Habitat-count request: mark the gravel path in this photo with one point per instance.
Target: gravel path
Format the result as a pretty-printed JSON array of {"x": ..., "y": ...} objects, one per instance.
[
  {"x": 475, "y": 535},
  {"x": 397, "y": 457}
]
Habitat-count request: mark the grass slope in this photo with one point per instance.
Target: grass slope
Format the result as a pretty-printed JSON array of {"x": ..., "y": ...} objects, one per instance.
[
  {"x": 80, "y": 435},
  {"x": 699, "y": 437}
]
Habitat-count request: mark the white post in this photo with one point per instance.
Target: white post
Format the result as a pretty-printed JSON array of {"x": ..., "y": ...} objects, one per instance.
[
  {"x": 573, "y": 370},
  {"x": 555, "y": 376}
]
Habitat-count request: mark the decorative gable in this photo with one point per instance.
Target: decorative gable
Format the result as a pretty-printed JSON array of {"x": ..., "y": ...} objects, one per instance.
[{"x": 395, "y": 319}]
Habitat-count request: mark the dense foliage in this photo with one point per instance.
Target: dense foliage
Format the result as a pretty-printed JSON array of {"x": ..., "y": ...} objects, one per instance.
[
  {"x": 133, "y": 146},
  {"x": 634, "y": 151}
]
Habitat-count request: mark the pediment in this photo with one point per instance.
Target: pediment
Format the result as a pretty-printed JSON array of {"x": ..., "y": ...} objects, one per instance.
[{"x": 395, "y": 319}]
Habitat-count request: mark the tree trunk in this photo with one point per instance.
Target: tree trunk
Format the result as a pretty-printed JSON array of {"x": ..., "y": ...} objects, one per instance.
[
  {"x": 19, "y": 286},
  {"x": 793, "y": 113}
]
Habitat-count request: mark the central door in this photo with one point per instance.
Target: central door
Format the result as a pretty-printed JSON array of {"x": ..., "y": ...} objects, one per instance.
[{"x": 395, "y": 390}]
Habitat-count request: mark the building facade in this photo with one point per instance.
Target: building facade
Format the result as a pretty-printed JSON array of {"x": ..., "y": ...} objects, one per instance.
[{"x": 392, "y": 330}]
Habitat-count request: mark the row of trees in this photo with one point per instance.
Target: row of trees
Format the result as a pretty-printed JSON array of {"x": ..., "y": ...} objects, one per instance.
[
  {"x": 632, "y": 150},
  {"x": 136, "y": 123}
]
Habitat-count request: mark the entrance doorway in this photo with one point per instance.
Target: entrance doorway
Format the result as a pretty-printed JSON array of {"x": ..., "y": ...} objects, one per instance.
-.-.-
▶ [Task objective]: Using the records above, restate word for word the lines from the one with "Habitat-count request: mark the dense" through the one with "Target: tree trunk", both included.

▶ [Answer area]:
Habitat-count request: mark the dense foliage in this photo with one point per instance.
Target: dense foliage
Format the result as a pretty-printed JSON array of {"x": ..., "y": ...} objects, one per instance.
[
  {"x": 133, "y": 146},
  {"x": 634, "y": 151}
]
Habitat-count request: mark the pediment in this photo with one point per instance.
Target: pediment
Format the result as a pretty-printed JSON array of {"x": ..., "y": ...} objects, one per instance.
[{"x": 395, "y": 319}]
Habitat-count request: mark the tree trunk in this photo with one point per instance.
Target: tree trunk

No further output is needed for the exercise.